In the passage below on coal mine expenditures, at what rate was coal removed from the mine after June 15?
---- Passage to read
Until June 15 little or no coal was removed from the mine; but, as the result of the work done and expenditures made prior to that date, it was possible to begin then the removal of the coal and this was continued at the rate of around 13,000 to 14,000 tons per month for the remainder of the tax year. After June 15 expenditures were made in varying amounts for the same purposes as expenditures prior to that date, but the mine had then reached its full production capacity and its principal activity from then on was the removal of the coal which had then been made available and not preparation for reaching additional coal.


Under these circumstances, we think it clear that the expenditures made prior to June 15 should be charged to capital account, as held by the District Judge, and not treated as ordinary and necessary expenses of the business. Even though the mine had been fully developed by the Consolidation Coal Company for the purposes of the sort of mining that it had carried on, the condition into which the property had fallen as a result of the 17 years of abandonment made necessary additional expenditures of capital if the pillar coal was to be removed. While these expenditures were being made, the old mine was just as truly in a developmental status within the meaning of the regulation for the purposes of the contemplated retreat mining as an ordinary mine would be when expenditures are being made preparatory to initial operation. The operation here was not unlike that involved in Repplier Coal Co. v. Com'r, 1 T.C.M. 141, Id., 3 Cir., 140 F.2d 554, where the cost of constructing a tunnel in an old mine to reach a new vein of coal was held properly charged to capital and not to expense. Like the machinery and construction involved in our recent decision of Commissioner v. H. E. Harman Coal Corp., 4 Cir., 200 F.2d 415, the expenditures added to the value of the mine, and we think that it is clearly required by the regulation that they be capitalized and recovered through deductions for depletion through the life of the mine rather than charged off as expense of a single year.
--------
---- Dataset records
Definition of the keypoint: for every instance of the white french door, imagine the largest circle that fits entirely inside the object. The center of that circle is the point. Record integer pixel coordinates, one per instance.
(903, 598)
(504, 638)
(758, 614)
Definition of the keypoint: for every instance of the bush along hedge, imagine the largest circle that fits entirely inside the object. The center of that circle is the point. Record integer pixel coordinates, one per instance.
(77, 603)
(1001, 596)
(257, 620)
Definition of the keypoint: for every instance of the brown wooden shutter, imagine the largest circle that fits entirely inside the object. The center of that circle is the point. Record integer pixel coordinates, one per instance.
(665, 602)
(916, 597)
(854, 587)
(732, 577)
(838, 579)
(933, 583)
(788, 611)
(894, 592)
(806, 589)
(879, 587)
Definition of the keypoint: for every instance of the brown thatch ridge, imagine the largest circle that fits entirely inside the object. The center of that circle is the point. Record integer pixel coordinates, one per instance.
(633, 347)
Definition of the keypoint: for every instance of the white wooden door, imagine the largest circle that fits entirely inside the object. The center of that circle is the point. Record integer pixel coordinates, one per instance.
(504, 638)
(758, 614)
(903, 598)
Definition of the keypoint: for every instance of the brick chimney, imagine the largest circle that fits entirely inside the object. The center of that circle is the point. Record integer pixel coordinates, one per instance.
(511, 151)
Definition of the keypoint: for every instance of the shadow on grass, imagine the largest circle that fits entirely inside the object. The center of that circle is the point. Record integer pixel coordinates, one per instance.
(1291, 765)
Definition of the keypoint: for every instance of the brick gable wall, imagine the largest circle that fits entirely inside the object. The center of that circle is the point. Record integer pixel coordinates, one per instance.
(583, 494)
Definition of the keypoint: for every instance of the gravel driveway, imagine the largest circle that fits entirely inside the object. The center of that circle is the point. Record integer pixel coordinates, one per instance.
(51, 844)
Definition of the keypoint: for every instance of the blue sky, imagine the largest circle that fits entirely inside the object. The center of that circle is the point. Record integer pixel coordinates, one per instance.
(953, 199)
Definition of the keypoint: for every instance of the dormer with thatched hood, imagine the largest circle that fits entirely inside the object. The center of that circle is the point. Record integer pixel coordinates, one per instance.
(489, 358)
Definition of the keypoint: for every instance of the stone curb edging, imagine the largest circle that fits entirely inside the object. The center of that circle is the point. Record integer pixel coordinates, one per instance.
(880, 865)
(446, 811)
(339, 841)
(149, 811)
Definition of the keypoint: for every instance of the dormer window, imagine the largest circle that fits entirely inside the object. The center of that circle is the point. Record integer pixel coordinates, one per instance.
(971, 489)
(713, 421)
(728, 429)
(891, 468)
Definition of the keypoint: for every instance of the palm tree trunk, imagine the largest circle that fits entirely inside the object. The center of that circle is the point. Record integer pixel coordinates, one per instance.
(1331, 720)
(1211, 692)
--------
(Exercise output) Around 13,000 to 14,000 tons per month.